[Region labeling listing]

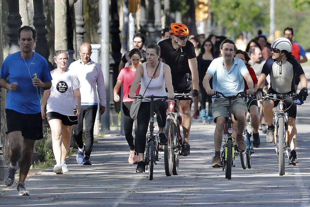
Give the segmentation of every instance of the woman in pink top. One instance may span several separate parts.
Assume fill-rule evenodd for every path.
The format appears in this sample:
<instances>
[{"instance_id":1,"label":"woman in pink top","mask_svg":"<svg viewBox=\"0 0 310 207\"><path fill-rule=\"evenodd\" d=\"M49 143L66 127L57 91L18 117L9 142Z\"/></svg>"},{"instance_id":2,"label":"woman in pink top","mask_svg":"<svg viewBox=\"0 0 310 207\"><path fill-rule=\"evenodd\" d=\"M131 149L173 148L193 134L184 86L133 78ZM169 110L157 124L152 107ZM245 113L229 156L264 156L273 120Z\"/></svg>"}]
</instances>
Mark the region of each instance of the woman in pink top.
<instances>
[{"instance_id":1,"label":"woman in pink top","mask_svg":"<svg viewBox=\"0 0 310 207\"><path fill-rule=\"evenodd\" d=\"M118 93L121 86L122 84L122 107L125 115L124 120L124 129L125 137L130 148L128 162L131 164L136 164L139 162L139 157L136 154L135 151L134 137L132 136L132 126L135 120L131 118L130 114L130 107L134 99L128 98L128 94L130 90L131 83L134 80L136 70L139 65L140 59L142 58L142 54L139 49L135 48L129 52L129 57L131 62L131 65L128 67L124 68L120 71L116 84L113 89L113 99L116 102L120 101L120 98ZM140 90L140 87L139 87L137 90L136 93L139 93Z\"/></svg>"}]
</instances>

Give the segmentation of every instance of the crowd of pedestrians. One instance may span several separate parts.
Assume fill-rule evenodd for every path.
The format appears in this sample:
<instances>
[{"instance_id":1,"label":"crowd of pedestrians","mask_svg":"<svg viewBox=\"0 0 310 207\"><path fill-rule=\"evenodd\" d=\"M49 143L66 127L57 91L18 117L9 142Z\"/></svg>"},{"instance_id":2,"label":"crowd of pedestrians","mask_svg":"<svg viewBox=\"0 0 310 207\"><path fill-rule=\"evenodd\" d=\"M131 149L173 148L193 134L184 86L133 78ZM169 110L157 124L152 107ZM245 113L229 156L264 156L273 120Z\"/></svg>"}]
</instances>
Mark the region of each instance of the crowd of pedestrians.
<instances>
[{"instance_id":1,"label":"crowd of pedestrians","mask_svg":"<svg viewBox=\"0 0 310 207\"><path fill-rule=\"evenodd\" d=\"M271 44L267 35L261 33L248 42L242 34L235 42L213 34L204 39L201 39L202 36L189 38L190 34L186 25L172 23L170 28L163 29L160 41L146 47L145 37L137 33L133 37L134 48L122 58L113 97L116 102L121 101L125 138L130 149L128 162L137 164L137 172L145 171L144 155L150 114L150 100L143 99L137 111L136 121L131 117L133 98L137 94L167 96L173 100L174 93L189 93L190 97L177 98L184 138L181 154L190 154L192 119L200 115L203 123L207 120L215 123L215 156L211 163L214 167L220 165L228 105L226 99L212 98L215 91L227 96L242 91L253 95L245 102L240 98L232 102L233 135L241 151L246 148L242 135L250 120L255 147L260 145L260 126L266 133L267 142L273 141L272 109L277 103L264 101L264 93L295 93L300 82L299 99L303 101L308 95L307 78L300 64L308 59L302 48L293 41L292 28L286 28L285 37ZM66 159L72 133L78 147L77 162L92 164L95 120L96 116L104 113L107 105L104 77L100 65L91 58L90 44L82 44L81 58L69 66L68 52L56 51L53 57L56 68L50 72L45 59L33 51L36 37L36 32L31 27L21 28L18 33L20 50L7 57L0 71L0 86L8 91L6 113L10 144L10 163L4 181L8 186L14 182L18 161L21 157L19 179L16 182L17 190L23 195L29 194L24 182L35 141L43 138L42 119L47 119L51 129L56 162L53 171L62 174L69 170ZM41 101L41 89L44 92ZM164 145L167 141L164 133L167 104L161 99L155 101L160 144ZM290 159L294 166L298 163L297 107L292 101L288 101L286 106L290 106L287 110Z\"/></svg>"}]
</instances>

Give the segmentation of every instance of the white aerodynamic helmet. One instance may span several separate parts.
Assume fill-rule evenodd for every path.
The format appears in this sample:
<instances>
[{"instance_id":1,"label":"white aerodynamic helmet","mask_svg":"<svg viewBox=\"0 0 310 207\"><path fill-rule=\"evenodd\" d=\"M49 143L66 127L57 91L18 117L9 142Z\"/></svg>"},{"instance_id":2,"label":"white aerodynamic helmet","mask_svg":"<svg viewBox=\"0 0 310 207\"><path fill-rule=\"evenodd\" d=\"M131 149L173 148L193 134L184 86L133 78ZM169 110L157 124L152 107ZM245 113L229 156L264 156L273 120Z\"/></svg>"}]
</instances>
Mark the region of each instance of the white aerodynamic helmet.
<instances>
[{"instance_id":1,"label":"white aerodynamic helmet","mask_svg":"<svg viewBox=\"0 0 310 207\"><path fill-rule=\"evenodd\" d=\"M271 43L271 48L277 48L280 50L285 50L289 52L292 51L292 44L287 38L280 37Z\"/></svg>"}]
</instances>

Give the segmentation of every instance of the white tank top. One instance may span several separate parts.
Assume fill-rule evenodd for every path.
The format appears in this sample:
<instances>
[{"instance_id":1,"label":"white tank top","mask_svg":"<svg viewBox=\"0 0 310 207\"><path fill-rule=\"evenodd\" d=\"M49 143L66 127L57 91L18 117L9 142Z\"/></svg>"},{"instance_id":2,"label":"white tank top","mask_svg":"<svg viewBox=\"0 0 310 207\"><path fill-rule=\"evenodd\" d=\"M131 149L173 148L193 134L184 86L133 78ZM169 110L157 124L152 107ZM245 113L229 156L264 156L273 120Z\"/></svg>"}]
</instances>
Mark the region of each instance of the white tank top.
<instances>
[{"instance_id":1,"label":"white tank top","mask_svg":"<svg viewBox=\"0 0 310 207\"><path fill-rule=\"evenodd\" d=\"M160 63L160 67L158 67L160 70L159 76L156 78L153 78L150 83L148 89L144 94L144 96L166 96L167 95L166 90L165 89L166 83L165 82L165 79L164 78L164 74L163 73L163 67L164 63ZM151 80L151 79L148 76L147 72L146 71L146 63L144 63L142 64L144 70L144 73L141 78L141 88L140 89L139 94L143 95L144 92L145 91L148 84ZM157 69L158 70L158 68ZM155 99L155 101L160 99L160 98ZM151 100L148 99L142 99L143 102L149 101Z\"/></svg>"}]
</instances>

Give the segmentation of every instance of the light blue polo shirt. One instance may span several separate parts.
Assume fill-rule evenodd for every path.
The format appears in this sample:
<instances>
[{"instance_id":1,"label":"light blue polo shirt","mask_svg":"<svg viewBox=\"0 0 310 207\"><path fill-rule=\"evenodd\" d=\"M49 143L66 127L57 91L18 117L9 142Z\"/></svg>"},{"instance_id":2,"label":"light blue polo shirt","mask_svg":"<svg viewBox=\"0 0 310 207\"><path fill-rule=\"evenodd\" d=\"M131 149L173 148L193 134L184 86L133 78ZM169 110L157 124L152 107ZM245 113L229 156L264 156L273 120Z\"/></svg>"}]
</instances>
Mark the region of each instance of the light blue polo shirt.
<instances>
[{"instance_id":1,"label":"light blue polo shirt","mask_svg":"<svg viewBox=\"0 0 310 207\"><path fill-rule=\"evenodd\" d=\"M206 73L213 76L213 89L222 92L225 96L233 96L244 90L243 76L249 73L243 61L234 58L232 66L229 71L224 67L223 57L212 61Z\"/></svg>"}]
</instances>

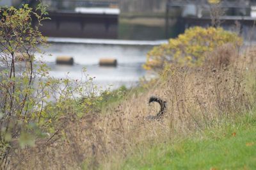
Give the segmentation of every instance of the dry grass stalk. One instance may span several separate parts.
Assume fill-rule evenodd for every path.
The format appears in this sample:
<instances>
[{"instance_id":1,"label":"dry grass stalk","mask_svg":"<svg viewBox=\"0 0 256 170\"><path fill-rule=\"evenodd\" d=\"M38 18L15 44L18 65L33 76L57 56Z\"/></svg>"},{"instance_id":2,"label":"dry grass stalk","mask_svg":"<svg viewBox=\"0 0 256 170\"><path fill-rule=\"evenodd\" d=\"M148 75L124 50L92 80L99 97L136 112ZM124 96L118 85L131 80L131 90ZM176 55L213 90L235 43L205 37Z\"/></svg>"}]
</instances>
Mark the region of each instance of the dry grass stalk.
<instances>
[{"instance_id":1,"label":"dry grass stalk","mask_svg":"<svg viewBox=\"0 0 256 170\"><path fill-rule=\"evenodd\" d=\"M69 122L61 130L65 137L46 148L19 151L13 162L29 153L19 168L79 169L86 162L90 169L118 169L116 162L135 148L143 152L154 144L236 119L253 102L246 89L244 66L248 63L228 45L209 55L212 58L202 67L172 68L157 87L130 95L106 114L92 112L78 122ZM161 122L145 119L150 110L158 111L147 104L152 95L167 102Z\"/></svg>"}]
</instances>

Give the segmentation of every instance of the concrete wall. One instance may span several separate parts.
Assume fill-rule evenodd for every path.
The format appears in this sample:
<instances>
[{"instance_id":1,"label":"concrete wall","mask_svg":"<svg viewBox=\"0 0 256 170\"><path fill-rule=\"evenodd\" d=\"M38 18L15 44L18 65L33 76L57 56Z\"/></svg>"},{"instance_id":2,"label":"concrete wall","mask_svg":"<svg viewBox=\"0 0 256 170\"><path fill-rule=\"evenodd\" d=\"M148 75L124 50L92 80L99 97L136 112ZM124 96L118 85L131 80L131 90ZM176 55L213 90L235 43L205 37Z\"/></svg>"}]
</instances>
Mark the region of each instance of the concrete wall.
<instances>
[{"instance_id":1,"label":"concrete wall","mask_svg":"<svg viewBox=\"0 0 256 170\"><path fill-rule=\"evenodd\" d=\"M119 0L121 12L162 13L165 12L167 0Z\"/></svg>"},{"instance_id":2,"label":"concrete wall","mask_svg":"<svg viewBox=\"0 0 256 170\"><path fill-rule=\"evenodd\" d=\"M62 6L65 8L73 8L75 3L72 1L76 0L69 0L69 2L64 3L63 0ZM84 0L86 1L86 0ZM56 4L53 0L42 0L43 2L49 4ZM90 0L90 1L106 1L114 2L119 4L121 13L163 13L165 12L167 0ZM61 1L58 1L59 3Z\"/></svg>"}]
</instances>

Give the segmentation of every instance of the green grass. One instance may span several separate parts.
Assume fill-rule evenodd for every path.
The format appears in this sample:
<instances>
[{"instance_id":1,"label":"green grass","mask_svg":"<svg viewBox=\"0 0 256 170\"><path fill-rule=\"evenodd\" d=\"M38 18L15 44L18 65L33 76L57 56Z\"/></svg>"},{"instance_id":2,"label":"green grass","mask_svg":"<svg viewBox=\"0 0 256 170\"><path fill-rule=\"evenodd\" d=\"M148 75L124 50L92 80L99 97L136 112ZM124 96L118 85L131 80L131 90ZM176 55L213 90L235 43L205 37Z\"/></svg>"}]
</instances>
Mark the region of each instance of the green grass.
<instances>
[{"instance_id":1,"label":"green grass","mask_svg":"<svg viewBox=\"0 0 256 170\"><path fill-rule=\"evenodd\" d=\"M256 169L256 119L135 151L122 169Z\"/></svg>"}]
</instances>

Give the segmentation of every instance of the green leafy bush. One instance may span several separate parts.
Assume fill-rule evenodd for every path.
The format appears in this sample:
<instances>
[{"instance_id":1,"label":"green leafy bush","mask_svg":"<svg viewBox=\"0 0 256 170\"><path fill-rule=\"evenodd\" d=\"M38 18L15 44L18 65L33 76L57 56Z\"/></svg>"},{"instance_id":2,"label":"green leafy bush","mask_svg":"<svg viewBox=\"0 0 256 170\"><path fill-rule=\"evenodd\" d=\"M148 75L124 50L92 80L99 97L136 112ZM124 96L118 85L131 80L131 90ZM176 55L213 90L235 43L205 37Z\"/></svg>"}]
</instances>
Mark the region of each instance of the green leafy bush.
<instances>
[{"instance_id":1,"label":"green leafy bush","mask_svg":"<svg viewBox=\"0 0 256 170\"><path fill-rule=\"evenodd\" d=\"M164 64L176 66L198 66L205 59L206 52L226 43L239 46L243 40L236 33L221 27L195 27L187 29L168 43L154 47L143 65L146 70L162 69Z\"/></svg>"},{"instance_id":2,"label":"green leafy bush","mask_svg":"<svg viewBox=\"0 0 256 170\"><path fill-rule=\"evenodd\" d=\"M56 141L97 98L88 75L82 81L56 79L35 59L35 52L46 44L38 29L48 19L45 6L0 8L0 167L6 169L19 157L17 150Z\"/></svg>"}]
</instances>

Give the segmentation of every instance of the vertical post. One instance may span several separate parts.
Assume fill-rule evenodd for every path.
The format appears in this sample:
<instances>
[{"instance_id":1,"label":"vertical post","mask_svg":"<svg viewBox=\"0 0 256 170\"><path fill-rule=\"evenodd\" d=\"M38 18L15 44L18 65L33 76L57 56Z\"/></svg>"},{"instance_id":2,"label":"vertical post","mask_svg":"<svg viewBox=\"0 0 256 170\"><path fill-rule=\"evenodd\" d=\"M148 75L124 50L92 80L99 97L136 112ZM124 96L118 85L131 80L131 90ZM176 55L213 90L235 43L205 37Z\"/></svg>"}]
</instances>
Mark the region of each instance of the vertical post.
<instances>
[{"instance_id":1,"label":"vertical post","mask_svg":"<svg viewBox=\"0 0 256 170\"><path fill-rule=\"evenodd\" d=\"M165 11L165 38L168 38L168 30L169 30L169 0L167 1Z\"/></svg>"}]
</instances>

**DIRECTIVE**
Starting with the line that contains "Give the segmentation of every instance of the vertical" and going on through the end of the listing, render each request as one row of a two-column CSV with the columns "request" and "answer". Put the request text and its answer each in a single quoted field, and replace line breaks with spaces.

**CORRECT ANSWER**
request,answer
"Give the segmentation of every instance of the vertical post. One instance may span several separate parts. Assume fill-rule evenodd for every path. The format appears in this sample: <instances> [{""instance_id"":1,""label"":""vertical post"",""mask_svg"":""<svg viewBox=\""0 0 256 170\""><path fill-rule=\""evenodd\"" d=\""M38 18L15 44L18 65L33 76L57 56Z\""/></svg>""},{""instance_id"":2,""label"":""vertical post"",""mask_svg"":""<svg viewBox=\""0 0 256 170\""><path fill-rule=\""evenodd\"" d=\""M148 75L124 50L92 80L99 97L136 112ZM124 96L118 85L131 80L131 90ZM176 55L213 90L235 43L205 37Z\""/></svg>""}] </instances> Mark the region of each instance of the vertical post.","<instances> [{""instance_id"":1,""label"":""vertical post"",""mask_svg"":""<svg viewBox=\""0 0 256 170\""><path fill-rule=\""evenodd\"" d=\""M165 11L165 38L168 38L168 30L169 30L169 0L167 1Z\""/></svg>""}] </instances>"